#### [What this exercise asks]
A: In the podcast transcript, how much did Olivia earn per week at her first job?
B: Write out the stretch of the podcast transcript from "I remember my" through "film production business.", word for word.

Top of Extract to read

The unexpected bills just kind of surprise you out of nowhere and sometimes they're big ticket items, you know.

Stefanie O'Connell Rodriguez: This is Money Confidential, a podcast from Real Simple about our money stories, struggles and secrets. I'm your host, Stefanie O'Connell Rodriguez. And today our guest is a 35-year-old freelance artist and small business owner who we're calling Olivia—not her real name.

Olivia: I'm a saver, for sure. I am a freelance artist, so health insurance and retirement is not built into those plans. So I try to be very conscious of what I'm doing with my money, and I'm big into budgeting as well.

I remember my first job, I got $225 a week, and I thought I was in the money. And even then, I was budgeting those $225. But then, you start to try to do more things in life, and you're like, "Wow, $225 is nothing."

Stefanie O'Connell Rodriguez: To supplement her work as a freelance artist, Olivia started a film production business.

By January 2020, Olivia's business and her finances felt like they were finally starting to fall into place.

Olivia: I felt like I was finally getting into my stride of, "Okay. It's a freelance business, so getting some steady clients, so you're not always worrying about where the next paycheck is coming." I think as a freelancer, no matter how successful you are, you're always thinking, "Oh, the bottom could fall out at any moment." But I was finally getting to a moment where I was thinking, I had gigs lined up all the way from January through May of 2020.

I was thinking, "I really need to make an effort to travel more and to do this, and building this business is giving me the opportunity to take time off because I split my time between Florida and New York. I sometimes go a while without seeing my family. So to be able to fly home, and take some time, and call your own schedule—it's beyond money. It's a quality of life that you're looking to give yourself.

Stefanie O'Connell Rodriguez: But at the same time that Olivia was hitting her career stride, she also started to feel overwhelmed with exhaustion.

Olivia:When you're building your own business, you are just throwing everything you have into it 24/7 because in the beginning, you're the accountant. You're taking care of everything.

I was finally getting to a point. I was like, "You know what? Maybe I can start having an assistant or start having somebody take care of X, Y, and Z," because I was physically feeling really tired.

Bottom of Extract to read
Top of Source material

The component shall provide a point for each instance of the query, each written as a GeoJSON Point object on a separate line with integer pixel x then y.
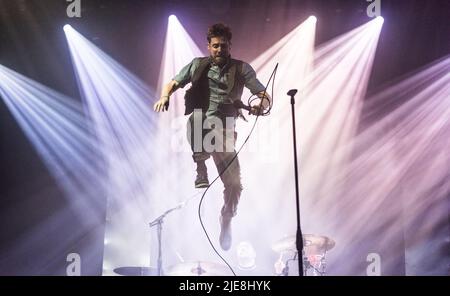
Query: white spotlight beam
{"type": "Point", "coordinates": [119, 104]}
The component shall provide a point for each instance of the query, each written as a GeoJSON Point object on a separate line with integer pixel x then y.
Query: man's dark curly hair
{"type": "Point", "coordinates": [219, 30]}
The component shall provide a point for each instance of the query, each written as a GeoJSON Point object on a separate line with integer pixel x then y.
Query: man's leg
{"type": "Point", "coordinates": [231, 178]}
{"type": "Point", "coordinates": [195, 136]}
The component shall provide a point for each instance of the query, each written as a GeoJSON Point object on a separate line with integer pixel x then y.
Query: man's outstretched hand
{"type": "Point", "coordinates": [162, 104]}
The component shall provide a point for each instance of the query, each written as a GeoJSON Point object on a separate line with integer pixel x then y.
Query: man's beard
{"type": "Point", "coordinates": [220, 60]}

Bottom of Source material
Top of Source material

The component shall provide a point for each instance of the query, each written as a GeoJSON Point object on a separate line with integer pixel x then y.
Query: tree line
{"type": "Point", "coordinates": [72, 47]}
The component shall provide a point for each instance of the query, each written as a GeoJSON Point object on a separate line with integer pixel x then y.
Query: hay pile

Bottom of Source material

#### [Answers per task]
A: She earned $225 a week.

B:
I remember my first job, I got $225 a week, and I thought I was in the money. And even then, I was budgeting those $225. But then, you start to try to do more things in life, and you're like, "Wow, $225 is nothing."

Stefanie O'Connell Rodriguez: To supplement her work as a freelance artist, Olivia started a film production business.